▶ _ESTRATTO FORNITO_:
════════
E’ stato pubblicato il 5 dicembre scorso questo “Lidenbrock – Concert for sax and voice”, il nuovo progetto discografico del sassofonista/compositore cosentino Alberto La Neve e di Fabiana Dota, emergente vocalist napoletana su cui si può certamente puntare. Si tratta di un concept album ispirato dalla figura di Otto Lidenbrock, personaggio che nel noto romanzo fantastico di Jules Verne “Viaggio al centro della Terra” riveste il ruolo del personaggio chiave. Di qui una sorta di viaggio sonoro, una suite divisa in quattro parti, tutte composte da Alberto La Neve, che ripercorrono le tappe fondamentali del romanzo: la prima “Dèpart” ovviamente riferita alla partenza da Amburgo; la seconda “Island” racconta l’arrivo dei viandanti nel punto indicato da Verne come ingresso al centro del mondo; la terza, “Sneffels”, è riferita al vulcano attraverso le cui viscere si arriva al mare sotterraneo; “Retour” infine racconta del faticoso ritorno ad Amburgo. Edito dalla giovane etichetta Manitù Records, l’album è difficile da classificare in quanto i due musicisti dialogano con grande disinvoltura disegnando strutture al cui interno trovano posto, sapientemente mescolate, suggestioni derivanti da loop machine, multi effetti e momenti improvvisativi sempre sorretti da un intento descrittivo che il più delle volte raggiunge l’obiettivo. Certo, come più volte sottolineato, affidare alla musica un intento descrittivo è impresa quanto mai rischiosa ed in effetti anche questa volta ci sono dei momenti di stanca, ma nel complesso l’album ha una sua valenza che ne giustifica l’ascolto.

Massimo Manzi – “Excursion” – Notami

Massimo Manzi è tra i più apprezzati batteristi italiani, eppure era da ben dieci anni che non firmava un album come leader. Per questa sua nuova impresa, Massimo ha chiamato Domingo Muzietti alla chitarra e Massimo Giovannini al basso con l’aggiunta di Echae Kang, un’eccellente violinista e vocalist coreana dotata di una solida preparazione di base conseguita nel campo della musica classica. L’album, va detto subito, è quanto mai godibile dal primo all’ultimo minuto grazie al perfetto affiatamento che il trio, guidato da Manzi, è riuscito ad ottenere con la Kang, Così il violino della Echae si sposa magnificamente con il sound del trio creando un’atmosfera davvero intensa, velata spesso da una nota di suggestiva malinconia, non rinunciando ad un gusto retro particolarmente evidente nel brano “Domingo’s Waltz” in cui il richiamo ai gruppi guidati da Stephane Grappelli e Django Reinhardt è evidente. Ma, a parte questa particolarità, il quartetto si muove attraverso un repertorio fatto in massima parte da brani originali scritti soprattutto dal chitarrista Domingo Muzietti con l’aggiunta di alcuni standards affrontati sempre con consapevolezza ed originalità. Della Kang abbiamo già detto; gli altri componenti il gruppo sono tutti jazzisti di vaglia. In particolare Massimo Giovannini al basso si fa notare per il continuo sostegno fornito all’ensemble mentre Domingo Muzietti, come già accennato, ha modo di evidenziare non solo una squisita capacità strumentale ma anche una bella vena compositiva caratterizzata da una costante ricerca melodica; da sottolineare anche la grande intesa con Massimo Manzi cementata da tanti anni di fruttuosa collaborazione. Infine Manzi non è certo una scoperta: il suo drumming preciso, il suo gusto, la sua esperienza, la capacità di ascoltare i compagni di viaggio sono tutti lì, basta ascoltare con attenzione.
════════
▶ _CONSEGNA SCRITTA_: Secondo l'estratto, quale etichetta ha pubblicato l'album "Lidenbrock – Concert for sax and voice"? Le voci non hanno alcun rapporto con l'estratto.

▶ _DATI ESTRATTI_:
════════
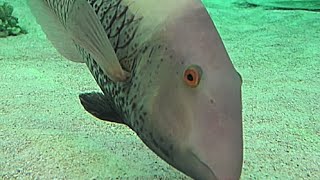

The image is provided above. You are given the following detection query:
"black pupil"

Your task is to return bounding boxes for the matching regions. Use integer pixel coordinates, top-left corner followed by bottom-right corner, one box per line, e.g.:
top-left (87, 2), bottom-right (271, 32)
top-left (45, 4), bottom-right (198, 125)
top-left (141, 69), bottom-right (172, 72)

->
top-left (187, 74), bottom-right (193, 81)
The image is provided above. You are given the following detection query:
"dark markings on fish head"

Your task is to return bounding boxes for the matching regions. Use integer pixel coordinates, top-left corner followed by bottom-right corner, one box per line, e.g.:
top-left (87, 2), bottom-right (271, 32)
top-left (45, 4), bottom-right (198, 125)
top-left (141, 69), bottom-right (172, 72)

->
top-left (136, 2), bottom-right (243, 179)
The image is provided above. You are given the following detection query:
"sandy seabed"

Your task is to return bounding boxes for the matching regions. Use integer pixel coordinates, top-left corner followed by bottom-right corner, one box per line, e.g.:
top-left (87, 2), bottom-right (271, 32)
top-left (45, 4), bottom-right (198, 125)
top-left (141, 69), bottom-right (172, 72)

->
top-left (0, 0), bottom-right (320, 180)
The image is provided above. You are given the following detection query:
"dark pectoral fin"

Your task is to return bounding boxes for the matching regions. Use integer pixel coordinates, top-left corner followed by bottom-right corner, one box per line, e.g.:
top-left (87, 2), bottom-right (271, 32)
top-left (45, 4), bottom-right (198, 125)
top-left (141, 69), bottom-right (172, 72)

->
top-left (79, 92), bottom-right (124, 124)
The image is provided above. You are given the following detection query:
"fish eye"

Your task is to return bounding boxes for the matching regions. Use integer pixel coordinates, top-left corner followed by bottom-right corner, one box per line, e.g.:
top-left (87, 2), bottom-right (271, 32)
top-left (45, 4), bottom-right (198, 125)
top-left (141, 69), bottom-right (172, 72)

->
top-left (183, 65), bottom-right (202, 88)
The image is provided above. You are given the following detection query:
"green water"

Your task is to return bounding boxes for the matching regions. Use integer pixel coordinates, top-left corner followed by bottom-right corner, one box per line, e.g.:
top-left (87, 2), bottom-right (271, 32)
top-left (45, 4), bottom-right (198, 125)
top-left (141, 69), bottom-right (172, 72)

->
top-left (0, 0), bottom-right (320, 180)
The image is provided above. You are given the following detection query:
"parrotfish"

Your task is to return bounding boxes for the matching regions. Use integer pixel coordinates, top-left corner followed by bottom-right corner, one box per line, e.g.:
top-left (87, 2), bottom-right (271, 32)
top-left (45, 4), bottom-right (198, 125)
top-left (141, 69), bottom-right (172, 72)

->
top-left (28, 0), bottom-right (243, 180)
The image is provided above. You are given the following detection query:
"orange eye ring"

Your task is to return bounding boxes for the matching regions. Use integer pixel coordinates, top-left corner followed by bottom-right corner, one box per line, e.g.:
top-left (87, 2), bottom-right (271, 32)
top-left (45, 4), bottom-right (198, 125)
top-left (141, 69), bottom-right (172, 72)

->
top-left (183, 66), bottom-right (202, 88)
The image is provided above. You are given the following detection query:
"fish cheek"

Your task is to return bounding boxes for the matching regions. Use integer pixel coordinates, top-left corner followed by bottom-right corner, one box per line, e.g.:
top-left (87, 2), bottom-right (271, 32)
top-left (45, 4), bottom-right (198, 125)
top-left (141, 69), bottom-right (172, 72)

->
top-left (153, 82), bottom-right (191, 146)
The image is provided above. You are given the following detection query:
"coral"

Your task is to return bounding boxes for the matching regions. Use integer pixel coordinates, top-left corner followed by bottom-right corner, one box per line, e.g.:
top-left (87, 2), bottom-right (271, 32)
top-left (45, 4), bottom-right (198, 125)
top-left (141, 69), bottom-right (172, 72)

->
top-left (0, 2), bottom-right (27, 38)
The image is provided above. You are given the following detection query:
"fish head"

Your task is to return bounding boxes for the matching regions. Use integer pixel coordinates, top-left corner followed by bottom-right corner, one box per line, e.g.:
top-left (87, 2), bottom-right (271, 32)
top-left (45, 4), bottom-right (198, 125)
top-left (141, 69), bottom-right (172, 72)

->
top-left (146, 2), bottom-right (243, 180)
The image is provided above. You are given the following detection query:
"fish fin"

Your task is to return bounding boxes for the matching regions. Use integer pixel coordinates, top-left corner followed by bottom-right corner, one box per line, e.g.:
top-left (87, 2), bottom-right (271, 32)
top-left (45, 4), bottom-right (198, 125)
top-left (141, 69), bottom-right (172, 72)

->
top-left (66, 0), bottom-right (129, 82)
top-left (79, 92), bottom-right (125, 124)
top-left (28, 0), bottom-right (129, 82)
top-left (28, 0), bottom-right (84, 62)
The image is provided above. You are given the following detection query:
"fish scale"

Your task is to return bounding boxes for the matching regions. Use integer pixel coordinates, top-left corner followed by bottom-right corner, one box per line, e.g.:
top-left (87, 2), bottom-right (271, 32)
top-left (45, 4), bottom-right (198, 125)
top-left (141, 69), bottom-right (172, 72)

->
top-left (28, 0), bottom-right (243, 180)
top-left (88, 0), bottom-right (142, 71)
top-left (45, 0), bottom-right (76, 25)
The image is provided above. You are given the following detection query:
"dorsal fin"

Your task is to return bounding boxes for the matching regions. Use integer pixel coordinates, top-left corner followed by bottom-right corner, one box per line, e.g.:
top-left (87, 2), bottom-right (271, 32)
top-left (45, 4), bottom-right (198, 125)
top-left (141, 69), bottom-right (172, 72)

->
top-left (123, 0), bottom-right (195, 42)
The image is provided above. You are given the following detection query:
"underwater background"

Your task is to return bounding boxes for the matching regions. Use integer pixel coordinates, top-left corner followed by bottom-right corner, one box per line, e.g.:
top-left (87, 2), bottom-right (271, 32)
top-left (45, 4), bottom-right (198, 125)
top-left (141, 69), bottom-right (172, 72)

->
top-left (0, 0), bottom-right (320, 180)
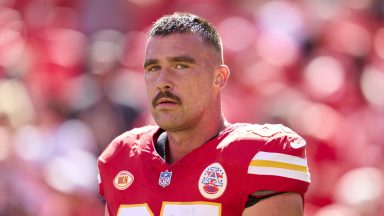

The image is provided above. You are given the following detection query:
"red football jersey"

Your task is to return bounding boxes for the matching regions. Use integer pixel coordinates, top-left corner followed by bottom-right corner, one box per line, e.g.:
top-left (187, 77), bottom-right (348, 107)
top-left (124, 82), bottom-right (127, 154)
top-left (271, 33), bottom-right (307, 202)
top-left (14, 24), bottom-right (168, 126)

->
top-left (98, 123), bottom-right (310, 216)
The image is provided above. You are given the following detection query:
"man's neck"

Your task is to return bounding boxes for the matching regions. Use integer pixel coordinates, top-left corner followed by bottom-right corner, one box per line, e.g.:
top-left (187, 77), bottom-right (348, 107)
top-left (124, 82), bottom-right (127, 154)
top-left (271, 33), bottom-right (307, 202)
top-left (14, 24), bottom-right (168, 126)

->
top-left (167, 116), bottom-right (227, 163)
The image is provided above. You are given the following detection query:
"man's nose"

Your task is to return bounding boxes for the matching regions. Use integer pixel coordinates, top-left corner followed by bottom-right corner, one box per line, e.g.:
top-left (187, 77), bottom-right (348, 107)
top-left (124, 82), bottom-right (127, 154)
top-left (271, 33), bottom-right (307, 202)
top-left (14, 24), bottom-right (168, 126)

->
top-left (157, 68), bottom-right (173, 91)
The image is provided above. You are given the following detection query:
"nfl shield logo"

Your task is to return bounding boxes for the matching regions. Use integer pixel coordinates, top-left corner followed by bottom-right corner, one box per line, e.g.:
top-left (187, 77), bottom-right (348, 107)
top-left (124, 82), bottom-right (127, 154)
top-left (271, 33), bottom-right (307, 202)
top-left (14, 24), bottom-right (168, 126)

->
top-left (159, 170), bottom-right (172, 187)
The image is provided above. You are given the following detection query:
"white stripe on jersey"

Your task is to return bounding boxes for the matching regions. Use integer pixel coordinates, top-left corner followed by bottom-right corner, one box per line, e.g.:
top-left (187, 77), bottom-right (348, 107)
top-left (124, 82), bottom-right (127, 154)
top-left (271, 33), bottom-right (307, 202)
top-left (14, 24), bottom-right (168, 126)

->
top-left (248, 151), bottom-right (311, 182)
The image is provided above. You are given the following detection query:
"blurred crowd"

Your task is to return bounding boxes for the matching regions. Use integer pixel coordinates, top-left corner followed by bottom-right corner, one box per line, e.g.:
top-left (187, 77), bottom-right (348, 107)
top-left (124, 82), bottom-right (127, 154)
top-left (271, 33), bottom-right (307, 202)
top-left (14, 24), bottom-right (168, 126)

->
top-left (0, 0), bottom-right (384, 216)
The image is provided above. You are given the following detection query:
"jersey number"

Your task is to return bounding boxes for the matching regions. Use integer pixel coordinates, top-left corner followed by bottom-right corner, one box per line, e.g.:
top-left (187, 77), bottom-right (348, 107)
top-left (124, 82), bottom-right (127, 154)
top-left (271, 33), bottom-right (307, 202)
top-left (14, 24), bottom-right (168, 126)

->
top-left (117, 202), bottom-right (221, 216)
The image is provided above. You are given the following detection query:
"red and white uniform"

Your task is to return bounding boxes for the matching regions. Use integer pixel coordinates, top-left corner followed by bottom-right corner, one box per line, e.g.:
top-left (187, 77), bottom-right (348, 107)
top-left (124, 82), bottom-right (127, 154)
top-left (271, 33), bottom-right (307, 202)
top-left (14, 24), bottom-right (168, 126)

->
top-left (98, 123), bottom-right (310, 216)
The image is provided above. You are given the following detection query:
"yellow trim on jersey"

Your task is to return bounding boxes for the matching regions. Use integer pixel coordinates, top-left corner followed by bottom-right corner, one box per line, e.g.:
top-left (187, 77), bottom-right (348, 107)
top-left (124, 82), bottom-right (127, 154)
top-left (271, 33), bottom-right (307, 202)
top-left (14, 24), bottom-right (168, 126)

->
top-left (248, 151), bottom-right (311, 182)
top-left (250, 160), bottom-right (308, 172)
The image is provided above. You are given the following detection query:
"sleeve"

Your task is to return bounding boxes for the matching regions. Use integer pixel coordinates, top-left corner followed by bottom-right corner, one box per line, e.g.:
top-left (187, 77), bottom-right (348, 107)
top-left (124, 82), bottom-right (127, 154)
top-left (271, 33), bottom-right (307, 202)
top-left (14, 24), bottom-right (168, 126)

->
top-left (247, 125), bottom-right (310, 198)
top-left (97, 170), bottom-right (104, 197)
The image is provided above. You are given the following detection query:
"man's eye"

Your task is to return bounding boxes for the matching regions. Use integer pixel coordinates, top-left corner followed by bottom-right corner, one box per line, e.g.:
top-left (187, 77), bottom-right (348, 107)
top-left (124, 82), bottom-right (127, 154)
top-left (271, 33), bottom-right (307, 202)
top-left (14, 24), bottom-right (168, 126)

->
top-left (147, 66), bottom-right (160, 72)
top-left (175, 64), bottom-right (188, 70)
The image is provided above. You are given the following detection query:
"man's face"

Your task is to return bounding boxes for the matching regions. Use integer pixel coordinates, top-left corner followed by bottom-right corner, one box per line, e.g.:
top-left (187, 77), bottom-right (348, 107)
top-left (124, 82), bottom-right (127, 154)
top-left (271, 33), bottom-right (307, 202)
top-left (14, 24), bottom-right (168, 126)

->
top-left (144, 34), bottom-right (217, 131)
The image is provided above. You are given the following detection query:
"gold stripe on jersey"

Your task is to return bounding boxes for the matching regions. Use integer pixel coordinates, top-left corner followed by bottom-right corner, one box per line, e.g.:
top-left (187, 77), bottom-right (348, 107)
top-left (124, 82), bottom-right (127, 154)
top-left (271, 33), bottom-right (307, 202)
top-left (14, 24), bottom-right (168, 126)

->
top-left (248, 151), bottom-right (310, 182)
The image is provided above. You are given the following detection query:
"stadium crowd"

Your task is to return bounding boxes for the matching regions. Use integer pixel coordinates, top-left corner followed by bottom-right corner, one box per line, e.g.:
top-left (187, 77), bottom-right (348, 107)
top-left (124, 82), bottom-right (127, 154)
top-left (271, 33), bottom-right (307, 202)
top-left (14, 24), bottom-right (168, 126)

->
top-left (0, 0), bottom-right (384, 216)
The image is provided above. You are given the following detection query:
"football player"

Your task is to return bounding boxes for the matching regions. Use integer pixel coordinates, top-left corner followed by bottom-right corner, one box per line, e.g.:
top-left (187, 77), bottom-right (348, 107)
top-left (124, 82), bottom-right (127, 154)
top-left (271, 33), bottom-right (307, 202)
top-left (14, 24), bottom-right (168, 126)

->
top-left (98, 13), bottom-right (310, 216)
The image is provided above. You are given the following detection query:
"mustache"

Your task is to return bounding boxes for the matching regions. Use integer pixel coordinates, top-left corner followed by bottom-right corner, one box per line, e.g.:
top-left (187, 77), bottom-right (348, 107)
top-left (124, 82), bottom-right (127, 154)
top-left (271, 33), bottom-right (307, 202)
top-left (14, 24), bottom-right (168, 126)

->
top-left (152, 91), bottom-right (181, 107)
════════
▶ _SOLUZIONE_: La giovane etichetta Manitù Records.